STUDY TEXT:
- - -

Poetry is when emotion has found its thought and thought has found words--Robert Frost

Poetry is an echo, asking a shadow to dance--Carl Sandburg

I have nothing to say, I am saying it, and that is poetry--John Cage

You will find poetry nowhere unless you bring some of it with you--Joseph Joubert

Poetry is what in a poem makes you laugh, cry, prickle, be silent, makes your toe nails twinkle, makes you want to do this or that or nothing, makes you know that you are alone in the unknown world, that your bliss and suffering is forever shared and forever all your own. ~Dylan Thomas

joybragi84

Sshhh…Don’t Tell Anyone! A Poem from the New Book Atheists and Empty Spaces



Anyway, you will probably notice right away in looking at the title of the poem that it is called Old #5. That is because this is the fifth version of the poem that I remember. Obviously, I have a strange fascination with this most beautiful of flowers that is also a wretched weed that ruins fields with its ability to spread quickly and to survive most attempts to weed it out. I wrote the first version of this poem, which I will place below the new one, back when I was helping Carroll Hicklin on his farm. We had just spent a whole day spraying, chopping, and digging up purple thistles in one of his hay fields. We did successfully stop the spread of the thistles at that time, but I remember early that morning as the dew had glistened in the sunlight on the purple flowers and hairy stems how gorgeous these horrible weeds were. I recall going home, taking a shower, and writing the poem in about five minutes or less. I guess that I thought about it all day.


The two pictures accompanying this blog were taken by Kellie and me in our contest of who can take the best picture. I am not going to tell you who took which one. Email me and let me know which one you like best. Enjoy!


The Purple Thistle

(Old #5)


In the rustling breath of harvest twilight,

The purple thistle spreads its frosty leaves,

Grasping wisps of eastern silver sky light

And evanescent nips of Autumn eves

Yet does not yield to peaceful sleep too soon

In the soothing aura of mother moon.


Held fast in fertile soil with heavy sigh,

Tall grasses wag their lush seeds in the wind

Strewing for migrant birds a food supply

And tickling drowsy cows upon the chin

While twisting supple torsos to a tune

Pronounced in silence by the rising moon.


Black-eyed Susan blooms bump Queen Anne’s fine lace

Smearing sinless white licentious yellow.

A green grasshopper springs in empty space;

A sleek barn swallow stabs the poor fellow

And skitters to his nest with scratch-legged boon,

His sickle shadow on the bald-faced moon.

- - -

EXERCISE INSTRUCTIONS: Write the next part of the purple thistle post, starting after its final line. You won't need the entries for anything here.

- - -

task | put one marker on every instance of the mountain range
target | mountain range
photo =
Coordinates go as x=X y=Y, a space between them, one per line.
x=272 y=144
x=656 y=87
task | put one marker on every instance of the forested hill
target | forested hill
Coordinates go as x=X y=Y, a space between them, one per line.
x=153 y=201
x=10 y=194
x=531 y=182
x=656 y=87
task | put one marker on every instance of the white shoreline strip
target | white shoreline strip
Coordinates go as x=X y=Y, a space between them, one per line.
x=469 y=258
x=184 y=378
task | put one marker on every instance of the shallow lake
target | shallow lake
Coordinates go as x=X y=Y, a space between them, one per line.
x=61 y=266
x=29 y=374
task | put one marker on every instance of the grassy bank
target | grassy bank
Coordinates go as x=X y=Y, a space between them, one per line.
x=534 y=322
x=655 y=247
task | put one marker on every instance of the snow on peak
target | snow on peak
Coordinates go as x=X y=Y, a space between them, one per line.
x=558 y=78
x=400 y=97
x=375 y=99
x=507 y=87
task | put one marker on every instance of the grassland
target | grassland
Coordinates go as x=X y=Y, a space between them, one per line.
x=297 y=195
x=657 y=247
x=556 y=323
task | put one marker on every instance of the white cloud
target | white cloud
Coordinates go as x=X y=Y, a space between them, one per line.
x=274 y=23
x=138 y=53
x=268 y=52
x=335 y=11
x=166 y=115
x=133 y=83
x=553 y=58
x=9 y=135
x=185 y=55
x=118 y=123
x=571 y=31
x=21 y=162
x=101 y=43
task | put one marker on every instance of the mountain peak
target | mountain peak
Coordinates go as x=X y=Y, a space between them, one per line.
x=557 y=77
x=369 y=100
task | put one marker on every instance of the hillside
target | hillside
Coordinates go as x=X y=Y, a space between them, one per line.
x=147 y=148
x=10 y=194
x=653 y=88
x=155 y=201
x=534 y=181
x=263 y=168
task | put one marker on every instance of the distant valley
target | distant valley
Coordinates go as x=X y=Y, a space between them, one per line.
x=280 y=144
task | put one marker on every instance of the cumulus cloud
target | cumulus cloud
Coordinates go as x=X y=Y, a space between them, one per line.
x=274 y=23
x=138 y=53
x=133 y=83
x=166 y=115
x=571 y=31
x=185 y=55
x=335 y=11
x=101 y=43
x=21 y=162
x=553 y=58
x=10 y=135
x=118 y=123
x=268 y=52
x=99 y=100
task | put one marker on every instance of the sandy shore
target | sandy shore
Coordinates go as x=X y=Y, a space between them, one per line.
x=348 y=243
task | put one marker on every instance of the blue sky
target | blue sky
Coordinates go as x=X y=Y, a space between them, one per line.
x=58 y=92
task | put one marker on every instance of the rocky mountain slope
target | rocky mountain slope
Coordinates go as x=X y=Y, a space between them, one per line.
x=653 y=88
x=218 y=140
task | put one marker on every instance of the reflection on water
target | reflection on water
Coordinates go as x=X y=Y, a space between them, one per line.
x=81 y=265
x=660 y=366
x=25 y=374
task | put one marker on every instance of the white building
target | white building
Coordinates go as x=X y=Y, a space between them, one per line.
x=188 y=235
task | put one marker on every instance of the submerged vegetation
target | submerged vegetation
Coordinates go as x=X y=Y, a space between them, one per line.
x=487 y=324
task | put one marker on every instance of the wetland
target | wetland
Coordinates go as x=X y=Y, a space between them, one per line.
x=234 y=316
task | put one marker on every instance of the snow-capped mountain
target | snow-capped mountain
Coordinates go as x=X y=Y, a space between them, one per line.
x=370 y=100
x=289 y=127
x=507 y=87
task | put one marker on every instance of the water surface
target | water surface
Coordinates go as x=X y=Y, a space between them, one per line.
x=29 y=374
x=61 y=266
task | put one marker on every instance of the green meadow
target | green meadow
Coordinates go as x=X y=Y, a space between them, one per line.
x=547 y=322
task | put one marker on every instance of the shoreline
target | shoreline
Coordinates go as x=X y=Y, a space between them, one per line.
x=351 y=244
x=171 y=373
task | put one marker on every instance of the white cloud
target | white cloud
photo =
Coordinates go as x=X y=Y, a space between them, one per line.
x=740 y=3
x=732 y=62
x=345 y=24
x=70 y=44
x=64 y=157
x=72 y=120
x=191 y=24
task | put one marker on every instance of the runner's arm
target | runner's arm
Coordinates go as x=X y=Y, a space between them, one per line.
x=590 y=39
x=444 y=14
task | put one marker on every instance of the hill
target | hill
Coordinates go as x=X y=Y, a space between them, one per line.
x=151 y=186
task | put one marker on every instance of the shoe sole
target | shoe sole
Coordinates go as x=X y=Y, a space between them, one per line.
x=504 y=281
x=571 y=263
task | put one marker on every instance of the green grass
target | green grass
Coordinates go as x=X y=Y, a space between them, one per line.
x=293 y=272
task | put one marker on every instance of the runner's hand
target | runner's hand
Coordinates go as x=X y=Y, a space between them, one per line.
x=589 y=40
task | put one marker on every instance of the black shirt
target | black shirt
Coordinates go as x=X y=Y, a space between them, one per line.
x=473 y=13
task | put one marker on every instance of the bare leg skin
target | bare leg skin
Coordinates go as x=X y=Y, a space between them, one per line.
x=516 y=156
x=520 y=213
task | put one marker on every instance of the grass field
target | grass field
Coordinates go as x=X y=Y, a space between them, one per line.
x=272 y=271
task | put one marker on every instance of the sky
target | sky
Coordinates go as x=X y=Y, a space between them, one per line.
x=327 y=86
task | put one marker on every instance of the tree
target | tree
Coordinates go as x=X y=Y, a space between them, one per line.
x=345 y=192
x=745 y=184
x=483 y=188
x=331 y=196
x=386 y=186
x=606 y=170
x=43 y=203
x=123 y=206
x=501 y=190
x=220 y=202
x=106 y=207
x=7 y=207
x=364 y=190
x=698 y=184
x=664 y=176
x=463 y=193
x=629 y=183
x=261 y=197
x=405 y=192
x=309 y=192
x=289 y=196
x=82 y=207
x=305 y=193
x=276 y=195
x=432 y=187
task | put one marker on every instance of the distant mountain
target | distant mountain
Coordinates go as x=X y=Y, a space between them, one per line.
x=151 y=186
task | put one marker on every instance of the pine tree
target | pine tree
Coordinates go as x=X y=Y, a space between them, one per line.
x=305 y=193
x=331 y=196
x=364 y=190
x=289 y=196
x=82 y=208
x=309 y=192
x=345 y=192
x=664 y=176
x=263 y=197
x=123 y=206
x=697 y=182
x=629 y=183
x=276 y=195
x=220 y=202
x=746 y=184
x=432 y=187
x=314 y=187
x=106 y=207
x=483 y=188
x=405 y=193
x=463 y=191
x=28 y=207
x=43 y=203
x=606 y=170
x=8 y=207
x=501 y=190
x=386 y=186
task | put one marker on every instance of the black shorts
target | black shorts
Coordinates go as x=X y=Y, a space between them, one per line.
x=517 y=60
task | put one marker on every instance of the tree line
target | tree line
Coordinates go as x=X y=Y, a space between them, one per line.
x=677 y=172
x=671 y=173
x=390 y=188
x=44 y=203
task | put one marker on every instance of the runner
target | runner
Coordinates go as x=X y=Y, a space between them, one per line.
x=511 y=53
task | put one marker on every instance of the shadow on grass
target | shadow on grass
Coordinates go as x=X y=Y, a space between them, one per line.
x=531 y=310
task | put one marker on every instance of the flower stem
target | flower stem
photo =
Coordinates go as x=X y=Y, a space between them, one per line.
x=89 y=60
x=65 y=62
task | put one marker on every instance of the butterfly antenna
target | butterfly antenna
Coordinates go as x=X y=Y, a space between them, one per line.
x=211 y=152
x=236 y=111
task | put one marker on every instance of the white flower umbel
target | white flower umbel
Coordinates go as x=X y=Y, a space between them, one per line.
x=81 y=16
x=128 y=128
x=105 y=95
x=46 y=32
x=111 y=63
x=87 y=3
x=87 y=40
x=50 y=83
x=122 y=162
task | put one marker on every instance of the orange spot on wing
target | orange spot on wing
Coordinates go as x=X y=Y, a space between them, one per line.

- - -

YOUR RESPONSE:
The thistle whispers in its zealous sleep

A savior’s myth that whips through fervent dreams.

Bedecked in thorns and swathed in purple deep,

The thistle knows no suffering nor seems,

Its faith a tricky hieroglyph or rune

Translated by old lovers of the moon.


Now, both horizons blush a wounded red,

But neither orb bobs in a brightening sky.

The sleepy thistle rises from the dead

Or from a dream in which it cannot die.

The moon is gone; the sun razes the gray.

A farmer with a spray tank walks that way.


Assured it has no rot or leaf disease,

The flower flaunts its health and beams with pride.

The man believes it’s just a weed he sees

And cures the nuisance with an herbicide.

From a brass nozzle, poison mists whistle

Crusting and killing the guiltless thistle.


Slender tan grasses bend in passive bows.

Tired winds weave lazy circles to nestle

Near the bristly noses of blissful cows

In a reformed field without one thistle.

They murmur and warble as if to croon

But sing no excuse to the chary moon.


Here is the earliest version that I can find of the poem The Purple Thistle. I do not see a date on it, but I started working with Carroll around 1996 or so. Therefore, I would place it between 1996 and 2000.

The Purple Thistle


In the rusty breath of dusty summer twilight,

The purple thistle spreads frosty leaves

To the glistering twists of faltering light

And yields not to the sleepy peace

of the sordid moon.


Bowing pregnantly in this heavy sigh,

Lesbidisia and Fescue acknowledge royalty

And vainly supply the ground with grain

(Whiskers tickle the lazy cow's chin.)

While bending slender torsos to the music

Of a holy war.


Black-eyed Susan bumps Queen Anne's lace

And the industrious mouse chews at the bitterness

Of the skunk flavored chokeweed, yellow

And green in its courageous cowardice.

A fat black grasshopper leaps and is stabbed

In the beak of a whispering barnswallow.


The thistle quivers with anticipation

As myths of a savior whip through dream's stages,

Decked in purple, crowned with thorns

Radiant in the depths of divine sacrifice.

(A lone man approaches with a yellow tank on his back.)

The faith is unwavering in tricky

Early moonlight.


Cattails reflect in the shimmering smoothness

Of the violet sky in the frog-infested pond.

The purple thistle is without a mirror image

And lives on what it sees in dreams.

(But the man thinks he knows what he sees.)

Decked in purple, crowned with thorns,

Radiant in the depths of divine sacrifice,

And confident in its lack of disease,

The thistle stands still in the dusty breeze.


In the black hose, poison mist whistles

And fogs the thistle from a blunt brass nozzle.

The grass withers in fairy circles.

Tomorrow's sun will toast frosty thorns

And the Savior's myth will not be reborn.



The grass waves in golden brown rows

And tender shoots green the nose of grazing cows.

The wind draws circles as though to nestle

In this fertile field without one thistle

And no more will it purr and whistle

Across frosty thorns and purple crowns

In the rusty breath

Of the dusty summer twilight.


Please make sure and let me know which you like the best, and, if you can express why, let me know that too.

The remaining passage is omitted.